═════ RECORD SET
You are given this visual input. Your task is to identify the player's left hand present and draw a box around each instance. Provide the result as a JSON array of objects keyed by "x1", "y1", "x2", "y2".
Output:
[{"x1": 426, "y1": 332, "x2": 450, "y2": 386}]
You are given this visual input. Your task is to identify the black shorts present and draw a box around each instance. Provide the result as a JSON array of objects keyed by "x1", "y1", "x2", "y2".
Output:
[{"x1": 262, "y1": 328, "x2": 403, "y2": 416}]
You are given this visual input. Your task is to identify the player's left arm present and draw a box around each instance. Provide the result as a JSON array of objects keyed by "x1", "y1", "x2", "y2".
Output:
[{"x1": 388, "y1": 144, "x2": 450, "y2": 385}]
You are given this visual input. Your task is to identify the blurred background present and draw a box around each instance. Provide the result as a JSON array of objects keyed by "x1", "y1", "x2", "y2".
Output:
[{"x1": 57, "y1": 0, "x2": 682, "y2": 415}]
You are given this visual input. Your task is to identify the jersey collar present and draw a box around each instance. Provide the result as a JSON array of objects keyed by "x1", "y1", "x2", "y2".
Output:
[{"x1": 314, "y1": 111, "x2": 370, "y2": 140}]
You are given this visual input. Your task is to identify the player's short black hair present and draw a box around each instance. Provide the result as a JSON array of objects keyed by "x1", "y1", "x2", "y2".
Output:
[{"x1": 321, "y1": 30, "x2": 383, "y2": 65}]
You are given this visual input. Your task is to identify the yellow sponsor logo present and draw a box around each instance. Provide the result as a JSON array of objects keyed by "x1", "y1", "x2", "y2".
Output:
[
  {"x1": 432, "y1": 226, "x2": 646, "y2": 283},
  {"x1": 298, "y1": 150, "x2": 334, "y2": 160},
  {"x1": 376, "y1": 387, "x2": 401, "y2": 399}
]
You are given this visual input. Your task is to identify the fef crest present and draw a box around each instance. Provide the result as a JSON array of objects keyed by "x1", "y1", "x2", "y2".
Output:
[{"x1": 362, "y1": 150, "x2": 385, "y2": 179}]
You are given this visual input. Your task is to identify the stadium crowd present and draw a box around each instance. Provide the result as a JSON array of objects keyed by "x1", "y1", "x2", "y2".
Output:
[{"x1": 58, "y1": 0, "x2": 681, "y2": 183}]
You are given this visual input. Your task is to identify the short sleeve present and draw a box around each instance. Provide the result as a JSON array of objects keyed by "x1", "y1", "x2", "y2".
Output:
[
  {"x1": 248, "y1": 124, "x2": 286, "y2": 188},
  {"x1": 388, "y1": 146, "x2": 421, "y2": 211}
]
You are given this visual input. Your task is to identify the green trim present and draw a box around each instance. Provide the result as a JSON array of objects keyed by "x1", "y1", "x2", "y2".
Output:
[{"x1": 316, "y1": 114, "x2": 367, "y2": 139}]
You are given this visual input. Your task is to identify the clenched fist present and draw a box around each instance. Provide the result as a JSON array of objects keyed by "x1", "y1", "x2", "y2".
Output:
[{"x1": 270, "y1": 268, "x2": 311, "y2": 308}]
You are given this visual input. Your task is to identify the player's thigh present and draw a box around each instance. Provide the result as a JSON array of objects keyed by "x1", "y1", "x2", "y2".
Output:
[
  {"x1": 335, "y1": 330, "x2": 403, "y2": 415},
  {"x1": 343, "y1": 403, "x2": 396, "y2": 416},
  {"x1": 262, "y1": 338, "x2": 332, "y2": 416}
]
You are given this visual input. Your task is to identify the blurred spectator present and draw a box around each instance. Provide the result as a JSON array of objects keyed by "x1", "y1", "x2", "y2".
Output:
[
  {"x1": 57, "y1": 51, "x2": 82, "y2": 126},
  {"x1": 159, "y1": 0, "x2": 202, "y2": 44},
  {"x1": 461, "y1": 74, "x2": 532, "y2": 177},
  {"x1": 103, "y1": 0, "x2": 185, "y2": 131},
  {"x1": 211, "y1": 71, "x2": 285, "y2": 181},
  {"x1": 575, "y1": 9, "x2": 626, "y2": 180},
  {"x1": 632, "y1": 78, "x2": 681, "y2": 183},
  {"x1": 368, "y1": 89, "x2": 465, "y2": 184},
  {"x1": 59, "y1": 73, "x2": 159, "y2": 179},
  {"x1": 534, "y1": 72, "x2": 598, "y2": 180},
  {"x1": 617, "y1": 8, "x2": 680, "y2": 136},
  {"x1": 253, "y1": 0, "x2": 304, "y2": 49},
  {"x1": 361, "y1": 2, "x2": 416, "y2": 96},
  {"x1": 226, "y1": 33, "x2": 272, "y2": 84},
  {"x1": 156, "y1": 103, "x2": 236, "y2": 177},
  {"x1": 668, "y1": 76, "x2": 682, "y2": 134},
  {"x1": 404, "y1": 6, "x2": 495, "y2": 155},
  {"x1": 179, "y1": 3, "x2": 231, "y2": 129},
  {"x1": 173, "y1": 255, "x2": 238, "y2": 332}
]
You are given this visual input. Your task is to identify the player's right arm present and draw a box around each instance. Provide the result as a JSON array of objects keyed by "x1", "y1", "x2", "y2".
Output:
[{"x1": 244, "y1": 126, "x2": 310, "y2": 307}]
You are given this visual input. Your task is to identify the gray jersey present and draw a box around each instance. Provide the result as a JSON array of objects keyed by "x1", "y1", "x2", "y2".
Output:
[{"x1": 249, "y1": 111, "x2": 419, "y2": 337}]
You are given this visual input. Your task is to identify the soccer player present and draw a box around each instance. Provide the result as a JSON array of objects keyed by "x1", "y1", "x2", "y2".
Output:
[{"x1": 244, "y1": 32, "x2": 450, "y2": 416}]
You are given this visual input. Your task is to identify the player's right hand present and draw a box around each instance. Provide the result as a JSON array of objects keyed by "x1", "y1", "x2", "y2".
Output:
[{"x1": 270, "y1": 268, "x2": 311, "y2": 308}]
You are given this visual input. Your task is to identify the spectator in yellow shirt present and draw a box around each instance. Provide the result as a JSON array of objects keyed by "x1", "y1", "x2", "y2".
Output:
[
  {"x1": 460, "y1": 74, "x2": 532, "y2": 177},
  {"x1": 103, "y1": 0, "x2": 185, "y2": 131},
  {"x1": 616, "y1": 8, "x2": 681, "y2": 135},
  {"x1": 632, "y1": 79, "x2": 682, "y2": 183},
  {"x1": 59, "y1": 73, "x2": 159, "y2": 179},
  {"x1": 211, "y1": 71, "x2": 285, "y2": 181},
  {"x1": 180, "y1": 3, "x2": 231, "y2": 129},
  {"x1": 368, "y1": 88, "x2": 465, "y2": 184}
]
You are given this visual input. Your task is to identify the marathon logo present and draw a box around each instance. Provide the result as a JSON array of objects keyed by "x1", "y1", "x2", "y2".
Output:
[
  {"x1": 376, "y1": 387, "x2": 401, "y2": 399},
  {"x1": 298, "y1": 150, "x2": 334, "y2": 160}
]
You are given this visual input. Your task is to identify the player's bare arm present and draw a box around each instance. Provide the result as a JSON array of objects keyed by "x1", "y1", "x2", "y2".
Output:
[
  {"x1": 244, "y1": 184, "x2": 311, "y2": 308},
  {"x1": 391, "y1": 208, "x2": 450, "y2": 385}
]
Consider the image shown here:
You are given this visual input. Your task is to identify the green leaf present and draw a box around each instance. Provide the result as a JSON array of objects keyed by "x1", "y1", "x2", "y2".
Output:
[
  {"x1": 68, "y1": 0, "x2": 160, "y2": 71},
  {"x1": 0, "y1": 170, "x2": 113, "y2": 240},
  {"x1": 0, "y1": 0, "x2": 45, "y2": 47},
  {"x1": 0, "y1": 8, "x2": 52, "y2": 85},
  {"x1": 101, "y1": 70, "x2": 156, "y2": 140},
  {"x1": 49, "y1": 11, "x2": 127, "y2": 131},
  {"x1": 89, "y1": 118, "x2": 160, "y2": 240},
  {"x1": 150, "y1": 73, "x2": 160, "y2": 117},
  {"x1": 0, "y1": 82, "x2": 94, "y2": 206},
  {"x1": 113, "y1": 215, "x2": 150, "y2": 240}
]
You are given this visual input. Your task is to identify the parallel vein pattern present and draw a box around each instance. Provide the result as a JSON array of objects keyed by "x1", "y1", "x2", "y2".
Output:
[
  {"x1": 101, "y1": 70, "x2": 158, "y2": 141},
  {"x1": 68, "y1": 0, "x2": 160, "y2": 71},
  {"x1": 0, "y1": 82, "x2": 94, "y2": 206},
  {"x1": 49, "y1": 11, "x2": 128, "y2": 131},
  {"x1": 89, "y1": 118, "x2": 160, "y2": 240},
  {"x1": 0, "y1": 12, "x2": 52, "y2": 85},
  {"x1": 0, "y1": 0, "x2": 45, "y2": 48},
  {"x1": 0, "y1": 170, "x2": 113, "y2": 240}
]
══════════
═════ RECORD SET
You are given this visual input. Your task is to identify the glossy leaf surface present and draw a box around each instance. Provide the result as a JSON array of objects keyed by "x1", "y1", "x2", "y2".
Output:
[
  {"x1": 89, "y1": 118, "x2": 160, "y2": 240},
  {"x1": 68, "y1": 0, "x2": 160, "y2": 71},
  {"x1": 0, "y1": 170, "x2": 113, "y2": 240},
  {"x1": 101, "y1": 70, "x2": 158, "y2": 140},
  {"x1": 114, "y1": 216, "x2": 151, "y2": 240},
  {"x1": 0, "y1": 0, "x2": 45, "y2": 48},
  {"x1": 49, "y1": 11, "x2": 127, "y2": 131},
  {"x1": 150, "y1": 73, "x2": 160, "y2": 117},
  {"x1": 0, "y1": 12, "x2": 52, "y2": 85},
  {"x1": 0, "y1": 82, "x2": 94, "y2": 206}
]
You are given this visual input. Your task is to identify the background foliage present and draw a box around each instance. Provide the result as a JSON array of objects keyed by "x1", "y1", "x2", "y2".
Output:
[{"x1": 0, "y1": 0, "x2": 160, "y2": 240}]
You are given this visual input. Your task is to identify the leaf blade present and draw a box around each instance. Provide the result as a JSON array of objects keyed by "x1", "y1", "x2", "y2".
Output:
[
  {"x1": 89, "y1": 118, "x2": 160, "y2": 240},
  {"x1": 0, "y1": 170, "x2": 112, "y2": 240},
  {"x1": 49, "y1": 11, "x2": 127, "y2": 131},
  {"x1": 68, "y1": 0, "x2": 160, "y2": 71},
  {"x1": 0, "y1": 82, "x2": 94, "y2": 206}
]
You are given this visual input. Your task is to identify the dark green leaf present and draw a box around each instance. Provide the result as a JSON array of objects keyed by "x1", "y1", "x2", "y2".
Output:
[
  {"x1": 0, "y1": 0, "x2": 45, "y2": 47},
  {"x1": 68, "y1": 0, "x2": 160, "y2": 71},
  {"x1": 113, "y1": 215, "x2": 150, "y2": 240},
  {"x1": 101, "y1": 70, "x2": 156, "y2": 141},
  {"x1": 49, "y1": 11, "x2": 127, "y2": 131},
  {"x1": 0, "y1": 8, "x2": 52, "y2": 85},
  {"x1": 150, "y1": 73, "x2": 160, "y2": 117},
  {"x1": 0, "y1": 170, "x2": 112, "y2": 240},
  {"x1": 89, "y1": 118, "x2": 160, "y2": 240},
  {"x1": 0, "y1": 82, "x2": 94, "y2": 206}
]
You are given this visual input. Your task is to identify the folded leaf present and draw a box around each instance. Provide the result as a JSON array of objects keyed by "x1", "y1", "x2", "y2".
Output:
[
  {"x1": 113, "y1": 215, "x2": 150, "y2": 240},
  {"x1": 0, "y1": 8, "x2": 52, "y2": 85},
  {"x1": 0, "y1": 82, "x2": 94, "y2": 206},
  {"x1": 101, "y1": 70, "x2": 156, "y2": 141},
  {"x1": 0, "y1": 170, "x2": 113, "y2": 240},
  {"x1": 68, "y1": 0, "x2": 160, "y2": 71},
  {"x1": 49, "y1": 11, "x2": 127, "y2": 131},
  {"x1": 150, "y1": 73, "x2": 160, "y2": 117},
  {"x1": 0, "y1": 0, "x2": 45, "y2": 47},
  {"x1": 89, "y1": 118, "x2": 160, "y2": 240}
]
══════════
**TASK DETAILS:** From the entries above, pick out and copy every line that contains the string "pattern". Case counts, so a line matches only if its capitalization is identical.

**EXPECTED OUTPUT:**
You are given this visual input. Your task is to identify the parallel vein pattern present and draw a box around each instance. Provide the result as a JSON array of objects keyed by "x1", "y1", "x2", "y2".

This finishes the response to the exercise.